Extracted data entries
********
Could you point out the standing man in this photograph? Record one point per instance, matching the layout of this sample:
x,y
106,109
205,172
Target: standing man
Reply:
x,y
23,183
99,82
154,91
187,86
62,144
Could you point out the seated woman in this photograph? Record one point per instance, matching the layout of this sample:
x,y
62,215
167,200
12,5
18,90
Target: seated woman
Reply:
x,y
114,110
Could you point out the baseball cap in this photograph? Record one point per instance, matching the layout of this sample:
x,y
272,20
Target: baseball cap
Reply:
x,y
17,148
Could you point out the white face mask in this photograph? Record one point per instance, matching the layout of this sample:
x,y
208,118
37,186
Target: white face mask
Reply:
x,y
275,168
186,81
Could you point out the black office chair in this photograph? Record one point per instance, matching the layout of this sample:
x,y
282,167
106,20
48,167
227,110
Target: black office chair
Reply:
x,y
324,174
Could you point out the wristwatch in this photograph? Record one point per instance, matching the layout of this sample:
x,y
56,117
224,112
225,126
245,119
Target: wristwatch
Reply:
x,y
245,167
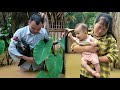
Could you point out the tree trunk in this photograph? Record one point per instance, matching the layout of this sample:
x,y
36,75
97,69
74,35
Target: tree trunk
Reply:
x,y
116,30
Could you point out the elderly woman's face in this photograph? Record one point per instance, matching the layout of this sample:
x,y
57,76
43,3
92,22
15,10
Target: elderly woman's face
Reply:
x,y
100,29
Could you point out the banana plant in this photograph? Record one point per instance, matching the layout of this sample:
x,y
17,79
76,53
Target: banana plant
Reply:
x,y
2,46
54,61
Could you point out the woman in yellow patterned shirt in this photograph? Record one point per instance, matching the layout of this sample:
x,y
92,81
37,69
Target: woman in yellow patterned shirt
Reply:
x,y
106,50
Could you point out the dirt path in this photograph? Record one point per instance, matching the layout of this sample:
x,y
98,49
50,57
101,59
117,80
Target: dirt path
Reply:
x,y
13,71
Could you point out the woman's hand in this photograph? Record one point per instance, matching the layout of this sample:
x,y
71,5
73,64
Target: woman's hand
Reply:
x,y
28,59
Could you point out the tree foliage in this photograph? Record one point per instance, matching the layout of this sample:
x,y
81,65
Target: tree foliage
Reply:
x,y
72,18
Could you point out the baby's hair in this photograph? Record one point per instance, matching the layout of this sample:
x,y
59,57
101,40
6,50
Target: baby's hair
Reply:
x,y
83,25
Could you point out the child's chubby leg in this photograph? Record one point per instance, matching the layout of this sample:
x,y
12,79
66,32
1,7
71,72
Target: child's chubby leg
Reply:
x,y
97,68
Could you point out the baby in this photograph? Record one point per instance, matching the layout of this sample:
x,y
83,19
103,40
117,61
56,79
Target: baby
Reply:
x,y
82,38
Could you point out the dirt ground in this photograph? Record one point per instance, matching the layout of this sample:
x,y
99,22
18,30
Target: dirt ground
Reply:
x,y
13,71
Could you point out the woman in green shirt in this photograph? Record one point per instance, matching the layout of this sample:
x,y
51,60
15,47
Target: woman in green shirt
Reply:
x,y
106,50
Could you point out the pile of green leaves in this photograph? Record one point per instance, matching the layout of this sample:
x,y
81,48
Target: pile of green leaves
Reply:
x,y
53,61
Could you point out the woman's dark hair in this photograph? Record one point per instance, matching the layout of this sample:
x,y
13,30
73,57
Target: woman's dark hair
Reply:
x,y
108,21
37,18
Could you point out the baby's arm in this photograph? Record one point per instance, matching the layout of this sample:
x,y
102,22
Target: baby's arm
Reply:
x,y
92,42
71,37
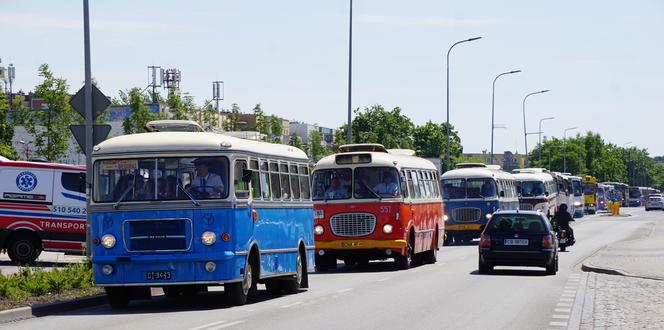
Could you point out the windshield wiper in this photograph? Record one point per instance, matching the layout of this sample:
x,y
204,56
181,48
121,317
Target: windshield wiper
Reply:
x,y
193,200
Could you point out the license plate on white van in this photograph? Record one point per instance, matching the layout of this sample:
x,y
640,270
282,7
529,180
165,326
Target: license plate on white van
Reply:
x,y
514,241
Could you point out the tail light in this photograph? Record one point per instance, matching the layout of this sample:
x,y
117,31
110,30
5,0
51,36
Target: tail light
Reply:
x,y
485,241
547,242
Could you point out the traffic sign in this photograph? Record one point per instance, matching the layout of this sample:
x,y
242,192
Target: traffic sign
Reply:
x,y
99,102
100,132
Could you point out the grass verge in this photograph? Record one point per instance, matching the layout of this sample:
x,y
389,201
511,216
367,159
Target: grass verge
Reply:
x,y
33,285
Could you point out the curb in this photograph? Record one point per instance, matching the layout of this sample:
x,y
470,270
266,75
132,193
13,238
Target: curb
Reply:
x,y
39,310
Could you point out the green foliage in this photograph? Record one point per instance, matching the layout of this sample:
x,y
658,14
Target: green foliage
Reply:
x,y
6,127
140,113
295,141
35,282
51,127
232,120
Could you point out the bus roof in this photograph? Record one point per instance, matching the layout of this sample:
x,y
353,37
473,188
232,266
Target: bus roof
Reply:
x,y
178,142
390,158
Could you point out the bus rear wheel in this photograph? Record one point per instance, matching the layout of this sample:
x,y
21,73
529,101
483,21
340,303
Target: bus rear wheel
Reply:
x,y
23,248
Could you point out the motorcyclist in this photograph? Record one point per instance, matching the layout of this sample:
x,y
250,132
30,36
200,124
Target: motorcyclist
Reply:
x,y
562,219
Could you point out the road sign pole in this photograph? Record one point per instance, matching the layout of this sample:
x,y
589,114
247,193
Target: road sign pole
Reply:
x,y
88,122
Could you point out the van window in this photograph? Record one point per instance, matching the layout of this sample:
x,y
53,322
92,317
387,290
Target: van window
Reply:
x,y
73,181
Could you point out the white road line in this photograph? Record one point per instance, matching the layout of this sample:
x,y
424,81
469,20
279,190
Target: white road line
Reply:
x,y
291,305
558,324
227,325
208,325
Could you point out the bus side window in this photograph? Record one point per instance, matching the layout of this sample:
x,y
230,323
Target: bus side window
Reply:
x,y
265,181
305,185
255,179
241,187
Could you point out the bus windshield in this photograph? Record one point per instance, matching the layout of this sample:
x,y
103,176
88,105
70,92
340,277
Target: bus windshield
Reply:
x,y
468,188
531,188
167,178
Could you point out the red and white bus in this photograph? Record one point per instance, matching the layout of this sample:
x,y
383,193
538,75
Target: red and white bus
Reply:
x,y
371,203
42,207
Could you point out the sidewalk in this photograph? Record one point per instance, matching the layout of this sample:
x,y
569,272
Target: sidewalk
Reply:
x,y
643,257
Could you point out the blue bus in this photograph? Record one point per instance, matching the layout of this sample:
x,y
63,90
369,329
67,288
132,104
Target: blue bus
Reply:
x,y
187,210
472,192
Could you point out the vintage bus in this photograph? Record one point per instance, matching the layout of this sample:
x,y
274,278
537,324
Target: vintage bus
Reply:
x,y
537,190
472,192
590,193
187,210
371,203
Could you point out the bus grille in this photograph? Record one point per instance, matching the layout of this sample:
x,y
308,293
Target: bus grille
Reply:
x,y
157,235
353,224
525,207
467,214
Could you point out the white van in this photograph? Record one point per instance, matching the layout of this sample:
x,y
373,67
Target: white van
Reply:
x,y
42,207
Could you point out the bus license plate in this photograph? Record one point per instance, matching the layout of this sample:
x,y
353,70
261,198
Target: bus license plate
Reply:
x,y
513,241
158,275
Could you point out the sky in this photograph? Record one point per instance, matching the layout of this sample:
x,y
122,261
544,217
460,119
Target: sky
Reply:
x,y
602,60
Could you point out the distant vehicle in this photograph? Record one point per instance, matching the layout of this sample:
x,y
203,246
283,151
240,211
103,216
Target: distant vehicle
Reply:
x,y
537,189
42,208
372,203
472,192
518,238
590,193
654,203
634,196
187,210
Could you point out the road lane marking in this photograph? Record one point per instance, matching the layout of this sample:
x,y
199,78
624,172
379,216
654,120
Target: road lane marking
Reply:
x,y
291,305
209,325
227,325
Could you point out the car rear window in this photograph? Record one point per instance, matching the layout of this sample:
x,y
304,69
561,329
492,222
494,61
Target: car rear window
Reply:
x,y
516,223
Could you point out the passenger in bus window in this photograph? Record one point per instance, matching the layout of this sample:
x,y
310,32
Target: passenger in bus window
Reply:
x,y
206,184
387,187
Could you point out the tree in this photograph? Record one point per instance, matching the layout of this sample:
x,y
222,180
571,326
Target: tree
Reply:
x,y
51,127
295,141
262,126
140,114
7,127
276,129
232,121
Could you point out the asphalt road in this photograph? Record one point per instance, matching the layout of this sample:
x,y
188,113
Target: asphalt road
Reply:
x,y
449,294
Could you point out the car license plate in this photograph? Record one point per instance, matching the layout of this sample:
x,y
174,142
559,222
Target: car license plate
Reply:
x,y
514,241
158,275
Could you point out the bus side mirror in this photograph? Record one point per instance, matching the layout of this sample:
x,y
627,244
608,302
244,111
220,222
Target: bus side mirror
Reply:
x,y
246,175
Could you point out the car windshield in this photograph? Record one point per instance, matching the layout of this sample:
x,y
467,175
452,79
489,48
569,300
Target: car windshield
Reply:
x,y
372,182
332,184
469,188
516,223
145,179
531,188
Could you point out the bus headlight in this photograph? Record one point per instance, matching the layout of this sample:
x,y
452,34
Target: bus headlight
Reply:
x,y
208,238
108,241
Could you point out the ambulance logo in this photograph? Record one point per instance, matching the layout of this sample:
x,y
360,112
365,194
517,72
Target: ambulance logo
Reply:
x,y
26,181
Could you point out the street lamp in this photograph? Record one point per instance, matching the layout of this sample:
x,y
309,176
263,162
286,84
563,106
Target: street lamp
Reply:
x,y
540,134
525,134
565,148
447,152
493,93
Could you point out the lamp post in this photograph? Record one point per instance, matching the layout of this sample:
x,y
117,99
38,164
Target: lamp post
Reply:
x,y
540,135
493,94
447,151
525,134
565,147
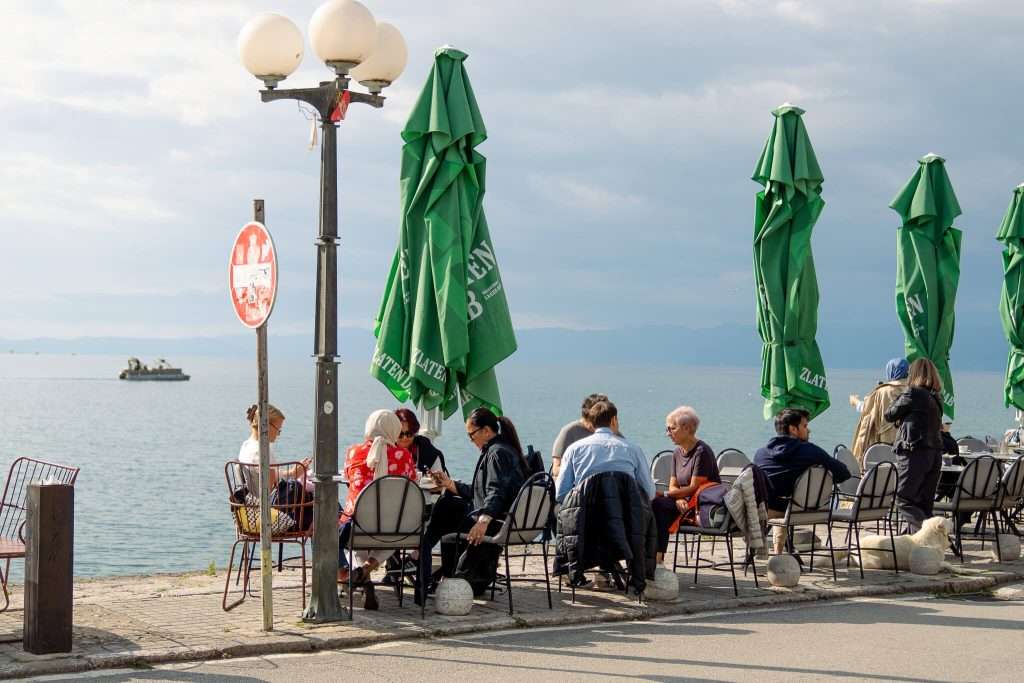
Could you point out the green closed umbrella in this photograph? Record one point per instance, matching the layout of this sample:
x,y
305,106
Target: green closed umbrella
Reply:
x,y
792,374
443,323
1012,300
928,249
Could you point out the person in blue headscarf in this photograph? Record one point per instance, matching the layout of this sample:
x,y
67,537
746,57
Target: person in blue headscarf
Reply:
x,y
872,426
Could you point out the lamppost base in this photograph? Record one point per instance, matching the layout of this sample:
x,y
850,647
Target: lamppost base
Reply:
x,y
310,616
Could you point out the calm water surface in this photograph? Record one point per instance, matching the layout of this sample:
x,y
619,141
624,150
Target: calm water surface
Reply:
x,y
152,496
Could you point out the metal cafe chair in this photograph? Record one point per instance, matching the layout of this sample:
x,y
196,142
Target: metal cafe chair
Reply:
x,y
660,470
872,501
390,514
290,522
727,529
977,491
24,471
879,453
810,505
973,444
524,525
1012,494
848,488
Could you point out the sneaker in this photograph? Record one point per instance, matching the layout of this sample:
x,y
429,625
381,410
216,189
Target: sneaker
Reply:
x,y
370,597
581,582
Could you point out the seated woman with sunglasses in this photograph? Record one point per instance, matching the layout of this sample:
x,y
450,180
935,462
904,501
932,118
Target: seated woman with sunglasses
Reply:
x,y
477,509
425,454
376,457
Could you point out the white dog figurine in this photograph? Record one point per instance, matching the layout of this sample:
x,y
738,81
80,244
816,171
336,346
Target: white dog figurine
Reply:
x,y
877,550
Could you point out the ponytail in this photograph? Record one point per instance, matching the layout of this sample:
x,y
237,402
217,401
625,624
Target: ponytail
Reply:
x,y
509,435
252,415
502,426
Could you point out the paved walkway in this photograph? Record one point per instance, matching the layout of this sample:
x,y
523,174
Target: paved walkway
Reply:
x,y
135,621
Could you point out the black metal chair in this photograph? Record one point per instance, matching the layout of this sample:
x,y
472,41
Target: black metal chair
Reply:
x,y
727,530
872,501
660,470
389,515
810,506
524,525
1012,494
977,491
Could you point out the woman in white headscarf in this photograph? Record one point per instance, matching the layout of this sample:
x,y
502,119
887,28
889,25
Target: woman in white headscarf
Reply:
x,y
377,456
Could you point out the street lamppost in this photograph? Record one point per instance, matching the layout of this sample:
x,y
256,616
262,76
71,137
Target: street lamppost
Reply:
x,y
347,38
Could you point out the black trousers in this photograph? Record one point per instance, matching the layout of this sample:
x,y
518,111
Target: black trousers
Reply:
x,y
919,478
666,514
477,564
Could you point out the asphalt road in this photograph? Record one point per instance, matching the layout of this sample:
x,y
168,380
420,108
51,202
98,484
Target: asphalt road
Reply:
x,y
913,639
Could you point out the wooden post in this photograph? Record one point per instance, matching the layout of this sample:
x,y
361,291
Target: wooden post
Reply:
x,y
49,531
265,557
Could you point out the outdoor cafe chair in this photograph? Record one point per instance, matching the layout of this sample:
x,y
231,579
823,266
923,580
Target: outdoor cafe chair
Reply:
********
▶ **TASK DIRECTIONS**
Please report every line of the records above that contains the word "logo".

▶ **SOLUTION TO THE EXERCISE**
Could you point out the ambulance logo in this photograph? Record one point per instance, matching the layout of this sample:
Target: ambulance logo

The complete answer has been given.